— BEGIN Record list —

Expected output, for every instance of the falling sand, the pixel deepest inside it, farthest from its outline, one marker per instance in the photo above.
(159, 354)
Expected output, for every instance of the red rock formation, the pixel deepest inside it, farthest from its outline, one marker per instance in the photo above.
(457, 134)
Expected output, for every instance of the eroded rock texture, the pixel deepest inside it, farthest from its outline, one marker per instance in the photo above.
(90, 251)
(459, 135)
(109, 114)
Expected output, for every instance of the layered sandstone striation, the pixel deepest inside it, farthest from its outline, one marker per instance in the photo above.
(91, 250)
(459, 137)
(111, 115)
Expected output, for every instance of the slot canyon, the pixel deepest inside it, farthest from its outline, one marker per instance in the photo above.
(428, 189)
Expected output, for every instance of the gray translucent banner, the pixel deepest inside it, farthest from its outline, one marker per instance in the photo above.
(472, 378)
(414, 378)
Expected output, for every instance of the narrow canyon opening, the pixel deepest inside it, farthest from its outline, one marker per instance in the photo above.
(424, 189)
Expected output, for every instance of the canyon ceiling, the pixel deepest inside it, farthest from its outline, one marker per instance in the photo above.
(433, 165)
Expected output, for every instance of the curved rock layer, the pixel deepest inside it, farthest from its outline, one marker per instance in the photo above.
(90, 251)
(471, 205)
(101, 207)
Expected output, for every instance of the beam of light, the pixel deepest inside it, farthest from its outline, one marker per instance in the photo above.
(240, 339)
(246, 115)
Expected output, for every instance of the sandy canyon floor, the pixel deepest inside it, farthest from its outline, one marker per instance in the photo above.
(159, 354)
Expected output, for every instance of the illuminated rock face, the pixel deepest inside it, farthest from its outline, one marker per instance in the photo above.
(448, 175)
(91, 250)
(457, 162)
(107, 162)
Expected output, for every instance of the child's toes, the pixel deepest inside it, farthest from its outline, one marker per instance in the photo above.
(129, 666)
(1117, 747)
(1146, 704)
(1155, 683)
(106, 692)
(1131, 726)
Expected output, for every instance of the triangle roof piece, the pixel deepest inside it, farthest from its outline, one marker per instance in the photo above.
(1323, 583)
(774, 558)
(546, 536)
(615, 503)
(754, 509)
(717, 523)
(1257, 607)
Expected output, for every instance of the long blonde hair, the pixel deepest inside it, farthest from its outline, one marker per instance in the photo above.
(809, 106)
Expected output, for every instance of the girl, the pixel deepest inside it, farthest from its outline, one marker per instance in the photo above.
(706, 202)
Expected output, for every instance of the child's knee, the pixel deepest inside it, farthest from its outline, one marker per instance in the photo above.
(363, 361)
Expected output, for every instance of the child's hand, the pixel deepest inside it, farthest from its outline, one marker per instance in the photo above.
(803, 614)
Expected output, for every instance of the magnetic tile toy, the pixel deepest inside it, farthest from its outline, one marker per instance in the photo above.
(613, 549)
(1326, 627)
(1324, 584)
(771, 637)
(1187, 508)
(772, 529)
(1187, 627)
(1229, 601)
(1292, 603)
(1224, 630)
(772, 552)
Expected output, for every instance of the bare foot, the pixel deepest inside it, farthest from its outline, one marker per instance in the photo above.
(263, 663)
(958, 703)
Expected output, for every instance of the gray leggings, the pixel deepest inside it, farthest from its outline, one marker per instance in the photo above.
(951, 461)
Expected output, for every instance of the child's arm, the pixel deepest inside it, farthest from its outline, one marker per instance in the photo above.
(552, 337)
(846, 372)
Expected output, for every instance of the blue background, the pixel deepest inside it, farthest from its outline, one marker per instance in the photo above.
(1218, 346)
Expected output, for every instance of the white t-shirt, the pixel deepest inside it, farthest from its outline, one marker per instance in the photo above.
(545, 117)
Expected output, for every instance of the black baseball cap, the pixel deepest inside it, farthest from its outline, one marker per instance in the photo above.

— END Record list —

**Set exercise**
Reproduce the listing from the line containing "Expected output, for every instance of the child's hand, the" through the end of the listing, both included, with every request unchanged. Shift each x and y coordinate in the answers by adding 98.

**Output for this exercise**
Expected output, for every instance of the child's hand, the pixel deepest inside it, farthest from its outline, one marker per instance in the photo above.
(901, 712)
Expected output, for every instance of the magnetic tile toy, the pixel deepest inside it, farthest from its outline, one marker per instance in the photo above.
(711, 647)
(1424, 725)
(1422, 682)
(869, 735)
(1285, 606)
(870, 627)
(1285, 725)
(1327, 699)
(1390, 701)
(1322, 728)
(870, 650)
Expected output, for every instance of the bare foot, the pixel deepest inside it, farthest from its outline, one marker per instance in the photo above.
(361, 761)
(1056, 801)
Expected output, for every instance of the gray leggings, the pixel deepest inside it, farthest from its outline, one marker per instance in the photo above.
(1049, 559)
Expected output, for every instance of the child's arm, the pixel deepest inside it, farthest from its outline, one marker per instance in the photo above.
(650, 435)
(944, 470)
Expected output, for every instance of the blue background, the pixel deepest inside it, farthest from its outline, one marker per instance in the photo above.
(1316, 444)
Expected output, for every instance of the white t-shirt, the pixel deepest inside it, farthest from its outline, one marker per instance in the photo above.
(643, 215)
Expected output, for every instance of the black baseball cap, the pixel deepest inside it, farthest from its outline, one marker per instance in the photo above.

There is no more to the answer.